→ Exercise directions: According to the Jordan Peterson article below, why was Peterson's livelihood put at risk a year earlier? Answer in one to three sentences.

→ Page text:
+--
The De-Frocking of Jordan Peterson

The Canadian psychologist fighting for the right to opine without having to submit to “social media training” — reeducation — has lost a court battle.

An Ontario court has dismissed Jordan Peterson’s appeal of a decision that had ruled in favor of the autocratic College of Psychologists of Ontario (CPO).

A year ago, Dr. Peterson’s livelihood was jeopardized because, on social media, he challenged “consensus” determinations on matters like climate change, sex-change operations on minors, and COVID-19 policies.

That’s when CPO, a regulatory body established by legislation, told Peterson that he must either submit to degrading “training” as the penalty for participating in public discourse or forfeit his right to practice.

With the new ruling, “There are no other legal avenues open to me now,” he says on Twitter. “It’s capitulate to the petty bureaucrats and the addlepated woke mob or lose my professional licence.”

The setback pertains only to “this round,” though. And: “There is nothing you can take from me that I’m unwilling to lose.”

In a recent National Post column, he says that he can either comply with the reeducation and confess his ideological sins or “tell my would-be masters to go directly to the hell they are so rapidly gathering around themselves and everyone else.”

If you read Dr. Peterson’s warnings to fellow Canadians about the precarious state of their liberties and interpret his tone accurately, I think you’ll agree that he’s going with the go-to-hell option.

Peterson has made millions off the fame he garnered by opposing the compelled speech aspect aspect of Canada’s Bill C-16. Thanks to the marketplace of ideas, he has more go-to-hell money than most folks.

This is Common Sense. I’m Paul Jacob.
+--
→ Material supplied:
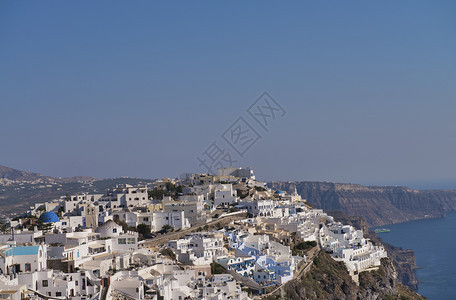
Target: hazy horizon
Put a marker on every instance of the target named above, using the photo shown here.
(142, 89)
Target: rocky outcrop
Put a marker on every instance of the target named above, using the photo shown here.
(378, 205)
(328, 279)
(404, 260)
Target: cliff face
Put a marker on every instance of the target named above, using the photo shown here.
(328, 279)
(404, 260)
(377, 205)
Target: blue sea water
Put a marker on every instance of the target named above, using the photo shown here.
(434, 243)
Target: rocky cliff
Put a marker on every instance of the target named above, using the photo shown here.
(377, 205)
(328, 279)
(404, 260)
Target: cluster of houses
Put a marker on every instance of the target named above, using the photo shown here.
(103, 246)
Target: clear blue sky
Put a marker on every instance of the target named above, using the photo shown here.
(140, 88)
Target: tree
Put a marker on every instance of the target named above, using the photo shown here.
(143, 229)
(4, 228)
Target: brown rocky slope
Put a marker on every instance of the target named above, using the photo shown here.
(377, 205)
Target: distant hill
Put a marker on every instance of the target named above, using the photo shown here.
(377, 205)
(10, 174)
(19, 189)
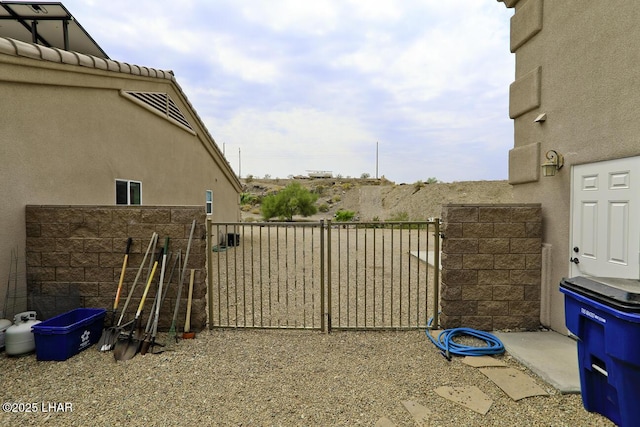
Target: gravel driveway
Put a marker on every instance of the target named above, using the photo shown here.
(270, 378)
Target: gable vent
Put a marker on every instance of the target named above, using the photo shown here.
(161, 104)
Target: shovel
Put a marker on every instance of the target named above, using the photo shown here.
(172, 330)
(127, 346)
(151, 337)
(187, 334)
(111, 334)
(108, 332)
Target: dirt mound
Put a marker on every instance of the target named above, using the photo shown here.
(379, 199)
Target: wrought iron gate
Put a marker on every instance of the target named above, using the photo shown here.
(323, 275)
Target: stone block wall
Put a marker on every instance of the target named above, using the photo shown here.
(75, 256)
(491, 266)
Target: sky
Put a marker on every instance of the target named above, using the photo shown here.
(405, 89)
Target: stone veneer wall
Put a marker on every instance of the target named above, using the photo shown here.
(491, 266)
(75, 255)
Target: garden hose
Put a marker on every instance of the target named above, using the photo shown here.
(448, 346)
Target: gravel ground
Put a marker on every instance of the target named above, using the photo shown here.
(270, 377)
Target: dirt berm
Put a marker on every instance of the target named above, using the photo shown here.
(381, 199)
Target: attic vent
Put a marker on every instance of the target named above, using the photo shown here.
(160, 103)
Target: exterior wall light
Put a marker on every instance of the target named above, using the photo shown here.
(554, 163)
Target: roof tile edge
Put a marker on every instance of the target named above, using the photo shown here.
(14, 47)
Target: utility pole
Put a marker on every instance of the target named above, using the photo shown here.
(376, 159)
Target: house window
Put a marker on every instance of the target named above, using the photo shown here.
(128, 192)
(209, 202)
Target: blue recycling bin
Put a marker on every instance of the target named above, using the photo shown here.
(604, 313)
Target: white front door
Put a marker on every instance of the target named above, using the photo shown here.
(605, 228)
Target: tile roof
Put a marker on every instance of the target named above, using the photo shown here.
(53, 54)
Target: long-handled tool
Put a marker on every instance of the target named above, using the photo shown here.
(150, 337)
(128, 346)
(107, 331)
(172, 330)
(187, 334)
(113, 332)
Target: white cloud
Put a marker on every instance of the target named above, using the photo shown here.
(313, 85)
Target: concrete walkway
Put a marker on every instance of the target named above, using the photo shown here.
(552, 356)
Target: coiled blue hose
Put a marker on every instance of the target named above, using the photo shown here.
(448, 347)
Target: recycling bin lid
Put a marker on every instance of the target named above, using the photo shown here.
(623, 294)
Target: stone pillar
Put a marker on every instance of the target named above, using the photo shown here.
(491, 264)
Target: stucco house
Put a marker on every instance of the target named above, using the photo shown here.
(79, 128)
(576, 139)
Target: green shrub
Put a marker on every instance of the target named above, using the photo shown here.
(292, 200)
(399, 216)
(343, 216)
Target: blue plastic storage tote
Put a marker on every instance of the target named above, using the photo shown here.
(66, 335)
(605, 315)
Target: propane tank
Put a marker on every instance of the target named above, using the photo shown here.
(18, 338)
(4, 324)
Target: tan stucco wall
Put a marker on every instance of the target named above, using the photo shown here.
(66, 135)
(583, 52)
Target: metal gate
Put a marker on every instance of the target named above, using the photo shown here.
(323, 275)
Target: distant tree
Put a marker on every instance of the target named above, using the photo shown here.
(343, 216)
(292, 200)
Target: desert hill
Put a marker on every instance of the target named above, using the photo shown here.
(373, 199)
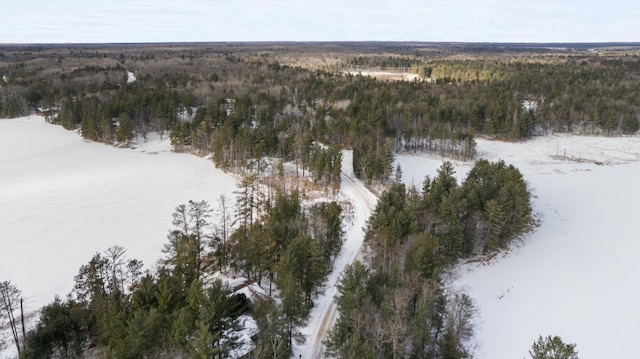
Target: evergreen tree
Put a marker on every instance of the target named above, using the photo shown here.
(552, 348)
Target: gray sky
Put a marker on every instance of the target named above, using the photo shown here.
(86, 21)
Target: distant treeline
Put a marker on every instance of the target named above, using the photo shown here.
(247, 105)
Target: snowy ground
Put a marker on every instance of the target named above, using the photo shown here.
(62, 199)
(576, 276)
(324, 314)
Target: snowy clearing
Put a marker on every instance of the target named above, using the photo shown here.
(62, 199)
(324, 313)
(576, 275)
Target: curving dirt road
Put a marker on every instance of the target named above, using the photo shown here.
(324, 314)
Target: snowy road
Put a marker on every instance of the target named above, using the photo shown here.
(324, 314)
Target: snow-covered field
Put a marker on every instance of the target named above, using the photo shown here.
(576, 276)
(62, 199)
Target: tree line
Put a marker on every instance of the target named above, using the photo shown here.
(119, 310)
(245, 106)
(402, 304)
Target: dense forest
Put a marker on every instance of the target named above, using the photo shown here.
(401, 305)
(117, 309)
(255, 107)
(246, 102)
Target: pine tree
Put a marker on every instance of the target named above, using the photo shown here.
(552, 348)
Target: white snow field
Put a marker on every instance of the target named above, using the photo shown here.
(324, 313)
(62, 199)
(577, 275)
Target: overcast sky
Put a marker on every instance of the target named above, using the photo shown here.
(87, 21)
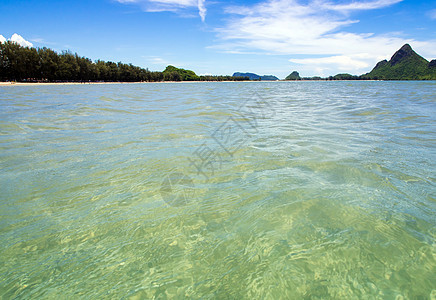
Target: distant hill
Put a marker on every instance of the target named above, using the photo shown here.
(405, 64)
(293, 76)
(253, 76)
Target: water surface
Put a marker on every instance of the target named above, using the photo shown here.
(259, 190)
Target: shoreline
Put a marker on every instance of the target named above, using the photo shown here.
(142, 82)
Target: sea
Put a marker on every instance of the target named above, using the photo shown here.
(218, 190)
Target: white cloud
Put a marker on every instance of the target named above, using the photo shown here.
(16, 38)
(359, 5)
(169, 5)
(292, 28)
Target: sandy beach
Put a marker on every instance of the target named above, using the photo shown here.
(59, 83)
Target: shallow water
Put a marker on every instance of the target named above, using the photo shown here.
(219, 190)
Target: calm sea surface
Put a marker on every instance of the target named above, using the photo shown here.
(296, 190)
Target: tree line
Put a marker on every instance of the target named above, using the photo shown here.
(26, 64)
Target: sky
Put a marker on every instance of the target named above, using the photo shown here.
(267, 37)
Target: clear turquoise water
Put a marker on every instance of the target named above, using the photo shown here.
(318, 190)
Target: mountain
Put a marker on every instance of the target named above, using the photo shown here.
(405, 64)
(253, 76)
(293, 76)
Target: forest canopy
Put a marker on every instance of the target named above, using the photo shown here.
(26, 64)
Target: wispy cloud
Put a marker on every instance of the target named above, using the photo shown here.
(292, 28)
(16, 38)
(169, 5)
(432, 14)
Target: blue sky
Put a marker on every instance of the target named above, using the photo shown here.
(314, 37)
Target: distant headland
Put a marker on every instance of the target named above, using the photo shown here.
(27, 64)
(405, 64)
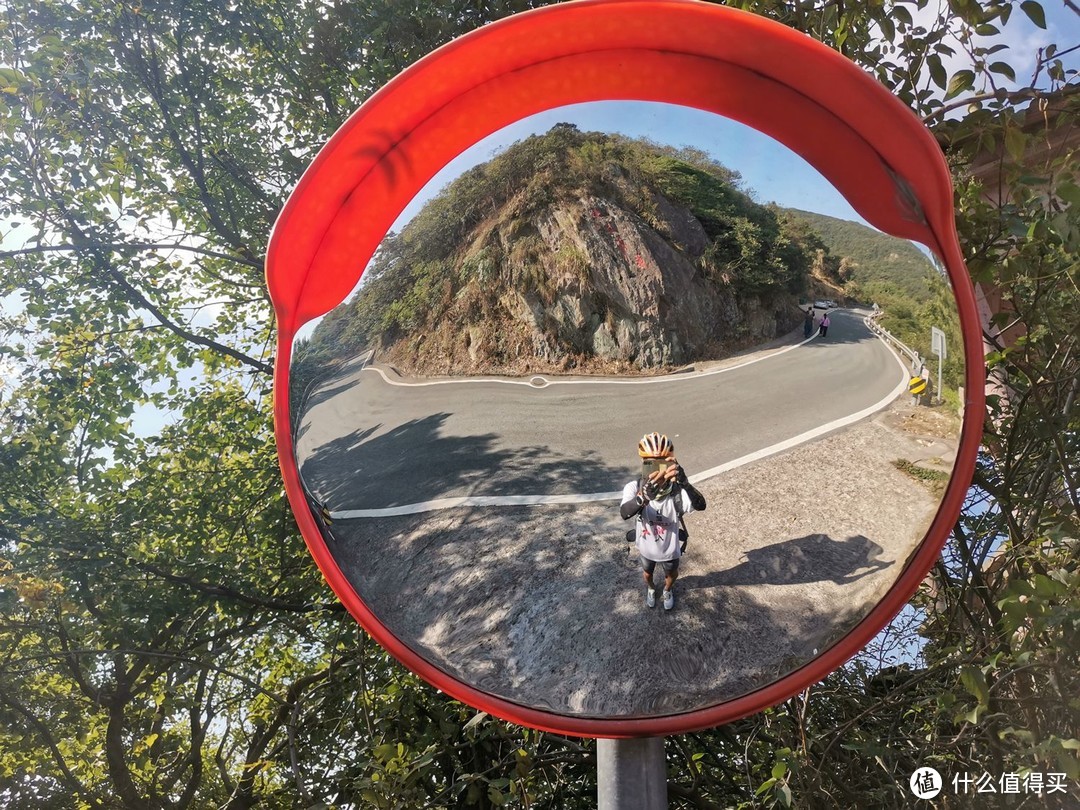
+--
→ Exercise result: On social media, he challenged "consensus" determinations on climate change, sex-change operations on minors, and COVID-19 policies. The College of Psychologists of Ontario then told him he must either submit to "training" or forfeit his right to practice.